§ EXCERPT PROVIDED:
== Segment start ==

The point was to remind lawmakers that many mentally ill Minnesotans are on the road to recovery, but that highway to help is threatened by budget cuts. Among those who stepped up to the microphone was Ann Meyer of Saint Paul, who was first diagnosed 28 years ago with a mental illness.
"I'm finally working full-time," Meyer told KARE, "There was a point in my life I never thought I'd be able to work again because of my psychiatric diagnosis."
Now she advocating for others who share that diagnosis through the Consumer/Survivor Network, but when it comes to budget cuts she's concerned for her own well-being too. Ann said she fears her health care coverage, and other programs she's leaned on to live in the community will be lost to budget cuts.
"All of those pieces need to be in place for me to be well," she explained, "And if those are taken away from me and I can't see the doctor and I can't get my medication, I am not going to be well."
Young activists
Part of that is due to the stigma attached to mental illness in society. It's something five girls from South High School in Minneapolis want to see eradicated.
Zoe Prinds-Flash, Molly Donovan, Angela Freeman, Alix Hennen and Julia Lang all appeared at the Capitol rally to talk about their Silver Ribbon Campaign at South, designed to raise awareness and erase misleading stereotypes.
"What we hope for the future for our generation is a more accepting place," Julia Lang remarked, "A place where suffering from mental illness is not looked at as a character flaw or a sign of weakness."
Prinds-Flash told the group she's being treated for a mild anxiety disorder, but learned firsthand how critical access to quality care can be.
"I was misdiagnosed first with depression and then as bi-polar and finally the correct diagnosis," she said, "I was lucky to be able to afford the psychiatrist who diagnosed me, the therapist whom I saw, and the anti-depressants I was prescribed."

== Segment end ==

§ TASK GOAL:
Continue the news excerpt about the mental health rally at the Minnesota Capitol from its last sentence. The records after this have nothing to do with the text.

§ RECORDED INFORMATION:

== Segment start ==

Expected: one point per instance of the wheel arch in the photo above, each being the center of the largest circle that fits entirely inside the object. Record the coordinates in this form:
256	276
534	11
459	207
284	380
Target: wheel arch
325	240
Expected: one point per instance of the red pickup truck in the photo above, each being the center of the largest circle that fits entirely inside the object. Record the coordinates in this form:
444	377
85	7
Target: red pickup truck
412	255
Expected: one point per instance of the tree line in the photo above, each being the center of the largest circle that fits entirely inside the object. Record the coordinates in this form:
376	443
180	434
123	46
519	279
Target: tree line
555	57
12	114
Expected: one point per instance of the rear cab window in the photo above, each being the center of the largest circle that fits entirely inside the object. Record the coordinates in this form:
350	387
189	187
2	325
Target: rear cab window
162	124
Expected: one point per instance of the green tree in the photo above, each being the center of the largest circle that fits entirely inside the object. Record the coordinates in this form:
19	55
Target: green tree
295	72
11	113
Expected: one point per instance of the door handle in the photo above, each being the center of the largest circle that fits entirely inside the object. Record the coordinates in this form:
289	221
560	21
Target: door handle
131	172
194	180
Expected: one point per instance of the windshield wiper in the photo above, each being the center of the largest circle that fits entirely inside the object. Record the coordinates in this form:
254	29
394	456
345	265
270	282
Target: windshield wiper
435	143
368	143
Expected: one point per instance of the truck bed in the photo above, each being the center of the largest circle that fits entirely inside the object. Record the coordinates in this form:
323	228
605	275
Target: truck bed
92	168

== Segment end ==

§ RESPONSE FOR THIS EXERCISE:
Sue Abderholden, who heads Minnesota's office of the National Alliance for the Mentally Ill or N.A.M.I. pointed out that very few people can say they're not connected to someone dealing with some form of the disease.
"Maybe your mother, you father, your brother, your sister, your husband, your wife, your partner, your friend, your neighbor, your co-worker has a mental illness," Abderholden told the Rotunda crowd.
Tough choices
Lawmakers are hearing from a host of groups asking for a fair shake in the budget cutting process. The budget balancing plan proposed by the governor leans heaviest on health care for lower income people, and a good portion of those with chronic mental illnesses are also fighting poverty.
Representative Jim Abeler, an Anoka Republican, urged the group to do all they can to give their lawmakers specifics about which programs help them and which ones are threatened with cuts or elimination.
"Tell us your story," Abeler said, "Tell us how something worked, how the program you're in or a friend of your is in, how it helped them, how it kept them in their home or how it kept them working."
He said lawmakers will have tough decisions to make about spending on services that are "just nice to do" as opposed to those that are essential.
The rally was sponsored by the Mental Health Legislative Network, which is a coalition of 20 organizations across Minnesota working to upgrade mental health care.